## PROBLEM SET
1. Reproduce verbatim everything in the autoencoder passage from "Figure 6 depicts" down to "the input images.".
2. According to the autoencoder passage, at which epoch was training stopped?
3. Decide whether each statement agrees with the autoencoder passage, answering yes or no and quoting the words that settle it: (a) the output images were slightly smoother than the input images; (b) galaxy features remained in the residual images for some morphological types; (c) the median of the mean pixel values for the residual images was 0.003.

## DOCUMENT PASSAGE
Figure 5 depicts the training and validation loss, which decreased during the training progresses but did not decrease dramatically after a thousand epochs. Thus, we stopped the training at the 2150th epoch and adopted the final training as the final CAE model. We compare the input and the output images at a given epoch in inset images.

Figure 6 depicts the input image (test data set; top line of each panel), the output image (middle line of each panel), and the residual image (bottom line of each panel) for evaluating the accuracy of the final CAE. The input and output images appeared similar, although the output images were slightly smoother. None of the galaxy shapes or features remained in the residual images, regardless of their morphological types. The median and standard deviation of the mean pixel values for the residual images of all test data sets were 0.0181 and 0.003, respectively. It means that the model's encoder effectively captures the essential features of the input images.

## RAW DATA
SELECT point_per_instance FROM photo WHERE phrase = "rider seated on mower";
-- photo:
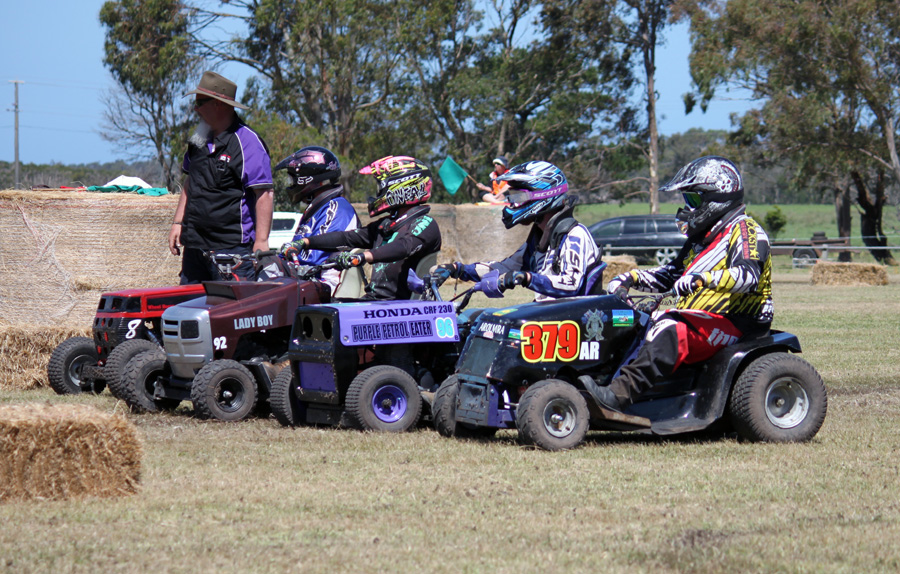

## WORKED ANSWERS
1.
Figure 6 depicts the input image (test data set; top line of each panel), the output image (middle line of each panel), and the residual image (bottom line of each panel) for evaluating the accuracy of the final CAE. The input and output images appeared similar, although the output images were slightly smoother. None of the galaxy shapes or features remained in the residual images, regardless of their morphological types. The median and standard deviation of the mean pixel values for the residual images of all test data sets were 0.0181 and 0.003, respectively. It means that the model's encoder effectively captures the essential features of the input images.

2. The 2150th epoch.

3.
(a) Yes: "The input and output images appeared similar, although the output images were slightly smoother."
(b) No: "None of the galaxy shapes or features remained in the residual images, regardless of their morphological types."
(c) No: "The median and standard deviation of the mean pixel values for the residual images of all test data sets were 0.0181 and 0.003, respectively."